Work to do
Update the data below so that each "Reviewer note" becomes "Annotator note", keeping every other word and mark unchanged.

[Data excerpts on pointing to objects]
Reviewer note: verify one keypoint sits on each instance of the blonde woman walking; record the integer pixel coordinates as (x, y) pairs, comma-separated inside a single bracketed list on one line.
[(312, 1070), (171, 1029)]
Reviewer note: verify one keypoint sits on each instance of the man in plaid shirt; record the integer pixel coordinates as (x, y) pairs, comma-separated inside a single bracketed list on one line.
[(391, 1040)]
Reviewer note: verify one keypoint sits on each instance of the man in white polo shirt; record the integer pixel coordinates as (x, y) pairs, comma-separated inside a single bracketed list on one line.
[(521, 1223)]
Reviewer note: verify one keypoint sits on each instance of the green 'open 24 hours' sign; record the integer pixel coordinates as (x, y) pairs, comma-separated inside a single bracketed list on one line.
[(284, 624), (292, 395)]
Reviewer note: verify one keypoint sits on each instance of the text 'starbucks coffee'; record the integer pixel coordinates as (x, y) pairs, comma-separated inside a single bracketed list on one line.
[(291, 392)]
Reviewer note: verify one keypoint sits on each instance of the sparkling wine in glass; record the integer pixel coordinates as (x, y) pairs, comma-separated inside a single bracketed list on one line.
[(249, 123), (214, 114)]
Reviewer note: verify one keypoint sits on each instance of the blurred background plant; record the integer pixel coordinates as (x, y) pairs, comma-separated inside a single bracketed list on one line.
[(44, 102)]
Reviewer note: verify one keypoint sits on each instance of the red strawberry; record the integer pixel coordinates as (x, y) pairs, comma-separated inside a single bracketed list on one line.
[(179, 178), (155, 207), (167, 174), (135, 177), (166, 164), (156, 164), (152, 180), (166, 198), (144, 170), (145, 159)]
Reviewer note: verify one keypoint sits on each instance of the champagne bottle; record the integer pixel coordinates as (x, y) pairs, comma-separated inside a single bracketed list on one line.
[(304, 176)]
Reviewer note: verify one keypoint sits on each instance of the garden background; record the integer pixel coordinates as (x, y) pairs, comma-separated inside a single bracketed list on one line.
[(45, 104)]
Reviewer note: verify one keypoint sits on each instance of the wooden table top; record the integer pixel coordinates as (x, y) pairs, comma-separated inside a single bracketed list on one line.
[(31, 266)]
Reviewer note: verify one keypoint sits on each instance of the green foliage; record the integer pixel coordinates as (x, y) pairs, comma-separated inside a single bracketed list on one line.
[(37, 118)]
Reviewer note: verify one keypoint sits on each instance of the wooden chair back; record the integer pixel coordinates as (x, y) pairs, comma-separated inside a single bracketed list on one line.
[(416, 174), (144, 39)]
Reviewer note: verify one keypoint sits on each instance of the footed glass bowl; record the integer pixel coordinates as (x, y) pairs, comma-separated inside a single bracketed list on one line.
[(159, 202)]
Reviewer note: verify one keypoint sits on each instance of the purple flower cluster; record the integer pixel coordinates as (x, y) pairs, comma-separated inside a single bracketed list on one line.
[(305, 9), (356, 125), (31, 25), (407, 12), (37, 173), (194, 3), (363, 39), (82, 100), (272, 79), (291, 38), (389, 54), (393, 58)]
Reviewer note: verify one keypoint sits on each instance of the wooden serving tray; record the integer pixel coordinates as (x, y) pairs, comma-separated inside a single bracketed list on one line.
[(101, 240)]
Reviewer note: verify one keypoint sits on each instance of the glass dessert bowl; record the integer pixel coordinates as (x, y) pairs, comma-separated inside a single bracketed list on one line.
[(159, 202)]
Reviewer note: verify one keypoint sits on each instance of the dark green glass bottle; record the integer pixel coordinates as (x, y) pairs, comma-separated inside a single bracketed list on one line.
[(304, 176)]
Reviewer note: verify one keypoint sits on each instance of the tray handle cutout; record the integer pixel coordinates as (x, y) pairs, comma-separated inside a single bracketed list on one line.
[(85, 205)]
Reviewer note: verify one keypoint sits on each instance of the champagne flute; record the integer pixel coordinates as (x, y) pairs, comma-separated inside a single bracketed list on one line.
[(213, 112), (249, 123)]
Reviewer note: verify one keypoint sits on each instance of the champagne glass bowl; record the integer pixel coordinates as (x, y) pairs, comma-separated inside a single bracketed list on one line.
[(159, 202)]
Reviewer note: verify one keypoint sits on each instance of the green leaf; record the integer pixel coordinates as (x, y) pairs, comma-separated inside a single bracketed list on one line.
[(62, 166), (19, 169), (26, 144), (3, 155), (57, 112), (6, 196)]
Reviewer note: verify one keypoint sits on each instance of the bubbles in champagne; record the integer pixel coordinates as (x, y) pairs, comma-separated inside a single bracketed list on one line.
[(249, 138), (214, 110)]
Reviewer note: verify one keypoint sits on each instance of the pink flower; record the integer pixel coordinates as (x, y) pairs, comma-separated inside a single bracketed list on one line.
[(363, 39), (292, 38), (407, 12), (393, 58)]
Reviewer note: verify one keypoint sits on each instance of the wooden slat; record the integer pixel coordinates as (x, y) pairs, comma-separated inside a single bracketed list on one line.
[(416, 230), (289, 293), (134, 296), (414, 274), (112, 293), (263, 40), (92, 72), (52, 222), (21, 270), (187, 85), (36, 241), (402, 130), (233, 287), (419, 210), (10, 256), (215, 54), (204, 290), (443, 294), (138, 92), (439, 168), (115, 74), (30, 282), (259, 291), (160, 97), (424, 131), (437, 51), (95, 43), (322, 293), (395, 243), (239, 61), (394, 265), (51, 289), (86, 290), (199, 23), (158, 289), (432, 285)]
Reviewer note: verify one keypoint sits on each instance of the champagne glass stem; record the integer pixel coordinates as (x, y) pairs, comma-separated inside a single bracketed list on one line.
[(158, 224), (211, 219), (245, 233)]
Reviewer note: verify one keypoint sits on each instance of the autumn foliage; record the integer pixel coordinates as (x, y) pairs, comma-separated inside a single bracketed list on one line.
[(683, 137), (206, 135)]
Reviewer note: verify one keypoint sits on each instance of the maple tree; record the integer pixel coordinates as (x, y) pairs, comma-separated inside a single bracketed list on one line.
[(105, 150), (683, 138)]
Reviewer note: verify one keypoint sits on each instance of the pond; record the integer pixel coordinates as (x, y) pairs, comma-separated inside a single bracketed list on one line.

Result of the task
Annotator note: verify one keypoint sits on each instance of the blonde woman walking; record the integer pixel coordinates as (x, y) pairs, comma-separated inside a single bracketed list on one line.
[(312, 1070), (171, 1029)]
Annotator note: verify one keypoint sits on each instance of the man in plaid shirt; record the integer pixel coordinates as (x, y) pairs, comma-separated inside a single bracketed list on one line.
[(391, 1040)]
Annotator note: verify one keypoint sits on each instance of the man in white polo shirt; record the integer pixel coordinates as (x, y) pairs, comma-separated inside a single bracketed list on one line.
[(521, 1223)]
Annotator note: verify one keypoint sits on each instance of the green 'open 24 hours' sign; record the integer pixel coordinates as (x, y) pairs, comma-separated inside a single bracketed list on one line.
[(284, 624), (292, 395)]
Annotator note: verify one keypoint sits on each instance of the text 'starbucks coffee'; record the integer pixel coordinates as (x, y) pairs, comma-separated inside a single bracketed list on one line.
[(291, 392)]
Annotator note: verify one keypoint sits on each instance of the sparkling wine in glass; record the integer pixel coordinates as (x, y) pairs, comma-separated inside a single bracketed list on one line.
[(249, 123), (214, 114)]
Annotator note: verify one keypoint sits on each instance of the blurred background plant; record the integer pixel coordinates as (x, y) pairs, comma-separated inside a single bracketed list on one line.
[(44, 102)]
Annotator note: verify one keypoint sits on each instance of the red strawberry; record the integer pixel coordinates as (x, y) pairs, comma-separated inside a single bracketed list on one line.
[(179, 178), (155, 207), (167, 174), (135, 177), (166, 164), (156, 164), (152, 180), (166, 198), (144, 170), (145, 159)]
Annotator note: verify one keypoint sits on each instance of the champagne bottle; record the integer pixel coordinates as (x, y) pairs, comma-separated inside a single bracketed list on one line.
[(304, 176)]
Annotator note: verify one keypoint sits on each instance of the garden background; record the integer pixel coordinates as (x, y) pairs, comma-separated inside a single bracketed list on one line.
[(45, 104)]
Annotator note: verify one keypoint sits on each instance of the wooden table top; record the integer pixel coordinates as (x, y) pairs, comma-separated inside a single bracketed list on one line.
[(31, 266)]
Annotator note: verify one keypoint sits on each instance of the green foliage; record the integer pixel coordinates as (x, y) pairs, comma-separated inside a single bracketed list on one line.
[(37, 118)]
Annotator note: verify one keypoint sits on each instance of the wooden chair back; record the integer pixel coordinates as (x, y) pairs, comma-separated inside a single bracketed list on one line.
[(416, 174), (144, 39)]
Annotator note: verify one keypoint sits on each instance of the footed glass bowl; record the integer pixel coordinates as (x, y) pairs, comma-separated inside a single bracketed list on one line.
[(159, 202)]
Annotator note: verify one keypoint sits on each instance of the purple flower cluster; record the integer pixel coordinates as (x, y) pairs, comma-separated inside a single bracketed list on one line.
[(305, 9), (356, 125), (31, 25), (407, 12), (37, 173), (194, 3), (363, 39), (82, 100), (272, 79), (291, 38), (389, 54), (393, 58)]
Annotator note: verify one keypoint sits on each instance of the wooden serving tray; record the integer pixel coordinates as (x, y) pairs, comma-separated inside a single bracketed list on one line.
[(101, 240)]
Annotator note: verify one keypoint sits on each instance of the glass dessert bowl; record the integer pixel coordinates as (x, y) pairs, comma-separated inside a single bracketed list on one line.
[(159, 202)]
Annotator note: verify one keypoint sits on each instance of the dark green glass bottle; record the integer pixel coordinates as (x, y) pairs, comma-separated inside a single bracketed list on one line.
[(304, 176)]
Annotator note: verify one keypoint sits on each instance of the tray handle cutout; record the integer pixel coordinates as (x, y) pairs, comma-separated inside a single bracketed list on one line.
[(85, 205)]
Annotator note: verify one keypoint sits on each instance of the champagne flute; record the integer pixel coordinates as (x, y) pairs, comma-separated inside a single bracketed list on one line.
[(213, 112), (249, 123)]
Annotator note: verify one keypoint sits on each instance of the champagne glass bowl; record the integer pixel coordinates as (x, y) pairs, comma-separated inside a single bracketed list on one line.
[(159, 202)]
Annotator note: verify one keypoint sits on each instance of the green leaf; record the integer pixel coordinates as (x, y) pairs, comma-separated inside a single bracketed list on one line.
[(62, 166), (19, 169), (26, 144), (3, 155), (57, 112), (6, 196)]
Annotator note: verify one keypoint sits on each instance of the bubbles in champagne; record the integer pixel coordinates as (x, y) pairs, comma-separated inside a single bracketed list on one line.
[(249, 138), (214, 110)]
Annotator note: verify one keypoint sits on each instance of the pink flower; record the integer pixel coordinates as (x, y) pairs, comma-separated inside a single bracketed list on one line.
[(363, 39), (292, 38), (407, 12), (393, 58)]
Annotator note: verify one keypoint sits on each instance of the wooden slat; record the integer pixel coordinates as (x, y) pairs, comma-separated inside a single bracketed list on one line.
[(416, 230), (289, 293), (134, 296), (414, 274), (112, 293), (263, 40), (92, 72), (52, 222), (21, 270), (187, 85), (36, 241), (402, 130), (233, 287), (419, 210), (10, 256), (215, 54), (204, 290), (443, 294), (138, 92), (439, 168), (115, 74), (30, 282), (259, 291), (160, 97), (424, 131), (437, 51), (95, 43), (322, 293), (395, 243), (239, 61), (394, 265), (51, 289), (86, 290), (199, 23), (158, 289), (432, 285)]
Annotator note: verify one keypoint sits on each instance of the champagne glass stem; record the integer pixel coordinates as (x, y) pairs, comma-separated inside a single bracketed list on one line.
[(158, 224), (211, 219), (245, 233)]
Annotator note: verify one keypoint sits on each instance of the autumn foliage; record the integer pixel coordinates as (x, y) pairs, comma-separated inside a single bracketed list on one line.
[(683, 137), (206, 135)]
Annotator note: verify one keypoint sits on each instance of the maple tree; record the integer pixel coordinates as (x, y) pairs, comma-separated inside a single bracketed list on one line.
[(105, 150), (683, 138)]
Annotator note: verify one keypoint sits on each instance of the pond; record the integer pixel coordinates as (x, y) pairs, comma-separated inside a single bracketed list on one line.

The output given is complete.